• EXCERPTED TEXT
◆ ◆ ◆

International

China announces $31 million aid package for Afghanistan

China Afghanistan

China has offered Afghanistan 200 million yuan ($31 million, £22 million) in aid, including food and coronavirus vaccines. 

Beijing has stated that it is willing to maintain contact with the Taliban government. 

It went on to say that forming a new administration was a “essential step” toward restoring order in Afghanistan. 

Last Monday, the Taliban announced the formation of an administration and called the country a “Islamic Emirate.” 

President Joe Biden of the United States has stated that the US is still “a long way off” from recognizing the Taliban government. 

Meanwhile China has been quick to step in. 

Read more: Pakistan announces humanitarian assistance for people of Afghanistan

At a meeting on Wednesday with officials from several of Afghanistan’s neighbours, including Pakistan, Iran, Tajikistan, Uzbekistan, and Turkmenistan, Chinese Foreign Minister Wang Yi announced the relief measures for Afghanistan. 

He urged these countries to work together to aid Afghanistan, adding that China would assist the country with 3 million vaccination doses. 

China has also expressed its displeasure with the US exit, claiming that its forces have “wreaked havoc” in Afghanistan.

 China and Pakistan quick to provide relief to Afghanistan 

According to a state source, the US has caused “significant damage to the Afghan people from the very first day of its invasion until the very last minute of its withdrawal.”

◆ ◆ ◆

Records excerpted from a collection

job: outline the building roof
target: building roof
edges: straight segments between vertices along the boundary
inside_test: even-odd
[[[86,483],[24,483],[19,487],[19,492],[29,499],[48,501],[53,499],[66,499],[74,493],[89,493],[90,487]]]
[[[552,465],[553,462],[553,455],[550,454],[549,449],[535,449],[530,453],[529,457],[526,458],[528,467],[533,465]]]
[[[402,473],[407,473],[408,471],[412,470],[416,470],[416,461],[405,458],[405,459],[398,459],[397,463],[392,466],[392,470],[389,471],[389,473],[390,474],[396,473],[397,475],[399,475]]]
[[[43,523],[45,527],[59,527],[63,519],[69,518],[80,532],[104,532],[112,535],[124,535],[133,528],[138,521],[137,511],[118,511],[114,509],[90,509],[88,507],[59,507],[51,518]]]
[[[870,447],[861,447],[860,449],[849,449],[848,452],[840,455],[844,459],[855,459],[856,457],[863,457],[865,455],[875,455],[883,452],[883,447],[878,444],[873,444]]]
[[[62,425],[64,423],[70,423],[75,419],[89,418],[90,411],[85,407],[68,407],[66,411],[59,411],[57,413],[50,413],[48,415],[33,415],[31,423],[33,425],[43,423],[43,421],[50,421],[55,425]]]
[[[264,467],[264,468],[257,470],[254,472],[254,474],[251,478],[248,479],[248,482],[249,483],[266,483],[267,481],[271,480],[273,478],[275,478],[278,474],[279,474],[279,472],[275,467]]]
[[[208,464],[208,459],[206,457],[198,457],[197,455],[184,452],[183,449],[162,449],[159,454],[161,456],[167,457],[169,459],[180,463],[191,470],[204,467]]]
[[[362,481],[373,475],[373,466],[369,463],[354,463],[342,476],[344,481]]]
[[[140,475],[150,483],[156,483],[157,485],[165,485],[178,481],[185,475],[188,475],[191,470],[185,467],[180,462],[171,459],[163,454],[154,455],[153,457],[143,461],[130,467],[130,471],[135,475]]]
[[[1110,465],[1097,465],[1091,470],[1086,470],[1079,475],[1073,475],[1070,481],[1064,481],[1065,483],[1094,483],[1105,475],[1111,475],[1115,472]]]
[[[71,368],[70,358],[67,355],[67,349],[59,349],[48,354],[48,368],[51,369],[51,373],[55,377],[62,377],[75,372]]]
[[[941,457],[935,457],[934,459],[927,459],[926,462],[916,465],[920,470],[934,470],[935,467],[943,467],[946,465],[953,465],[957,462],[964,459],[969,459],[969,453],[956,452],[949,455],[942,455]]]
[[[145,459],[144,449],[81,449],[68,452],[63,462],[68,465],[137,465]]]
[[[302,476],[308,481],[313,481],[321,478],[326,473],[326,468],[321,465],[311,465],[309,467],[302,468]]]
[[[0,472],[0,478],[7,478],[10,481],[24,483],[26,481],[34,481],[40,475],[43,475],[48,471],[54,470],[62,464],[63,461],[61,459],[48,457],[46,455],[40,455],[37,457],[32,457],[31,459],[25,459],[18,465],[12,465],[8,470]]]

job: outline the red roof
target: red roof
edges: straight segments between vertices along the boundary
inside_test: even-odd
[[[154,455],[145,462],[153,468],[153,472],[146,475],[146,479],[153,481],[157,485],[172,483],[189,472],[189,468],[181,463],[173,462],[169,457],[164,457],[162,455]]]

◆ ◆ ◆

• REQUIREMENT 1
According to the article on China's aid to Afghanistan, how many vaccine doses did China say it would provide to Afghanistan?
• REQUIREMENT 2
Print the passage of the article on China's aid to Afghanistan starting with "China Afghanistan" and going on through "from recognizing the Taliban government.".

• WORKED SOLUTION 1
3 million doses.

• WORKED SOLUTION 2
China Afghanistan

China has offered Afghanistan 200 million yuan ($31 million, £22 million) in aid, including food and coronavirus vaccines. 

Beijing has stated that it is willing to maintain contact with the Taliban government. 

It went on to say that forming a new administration was a “essential step” toward restoring order in Afghanistan. 

Last Monday, the Taliban announced the formation of an administration and called the country a “Islamic Emirate.” 

President Joe Biden of the United States has stated that the US is still “a long way off” from recognizing the Taliban government.